= Source extract =
St. James’s is part of a faith based initiative, Circles RVA whose mission is to break the cycle of poverty in the City of Richmond. In 2016, community and civic leaders, government representatives, faith congregations, and non-profit organizations troubled by the Richmond rate of poverty joined together to determine a proven strategy that would help people move out of poverty. Circles USA, with over 75 chapters in North America provides a curriculum and strategy to meet the challenge of poverty. Approximately 15% of Americans live in poverty.  The Richmond poverty rate is nearly twice the national level at 25.3% and the rate is even worse for Richmond’s children under 18 years: 38.7%.  These numbers represent the faces of children, men and women who come to us daily for support, respite and hope.

Circles RVA, LLC provides a process that empowers motivated low-income participants to permanently move from poverty to economic stability and provides opportunity for community leaders and residents and faithful people to take collective action to resolve systemic barriers that interfere with low-income individuals attaining economic stability.

The Circles model centers on a “Circle Leader,” someone living at 150% or less of the federal poverty guideline, who wants to move out of poverty. Circle Leaders create an actionable life-plan and define their goals.  They build financial, emotional and social resources through a required 12-week training curriculum. They are equipped for their journey by the provision of discipline, motivation, relationship building tools and the leadership skills they will need to be successful. A Circle ‘class’ starts with approximately 25 Circle Leaders. The entire coaching process lasts 18 to 24 months. The Circles model does not permit direct financial assistance to Circle Leaders.

= Challenges =
**A)** Answer these questions using the Circles RVA text, one line per answer, marked (i), (ii) and (iii):
(i) In what year did the leaders and organizations join together?
(ii) What is the poverty rate for Richmond's children under 18?
(iii) How long does the entire coaching process last?
**B)** Retype the Circles RVA text between "The Circles model centers" and "to Circle Leaders.", inclusive.
**C)** Write out every percentage figure in the Circles RVA text.

= Collected material =
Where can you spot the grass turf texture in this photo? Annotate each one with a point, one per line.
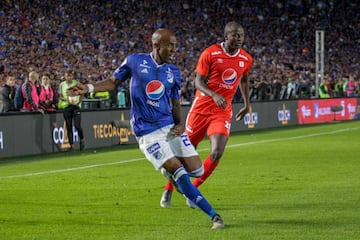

= Results of the exercise =
**A)**
(i) 2016
(ii) 38.7%
(iii) 18 to 24 months

**B)**
The Circles model centers on a “Circle Leader,” someone living at 150% or less of the federal poverty guideline, who wants to move out of poverty. Circle Leaders create an actionable life-plan and define their goals.  They build financial, emotional and social resources through a required 12-week training curriculum. They are equipped for their journey by the provision of discipline, motivation, relationship building tools and the leadership skills they will need to be successful. A Circle ‘class’ starts with approximately 25 Circle Leaders. The entire coaching process lasts 18 to 24 months. The Circles model does not permit direct financial assistance to Circle Leaders.

**C)**
15%
25.3%
38.7%
150%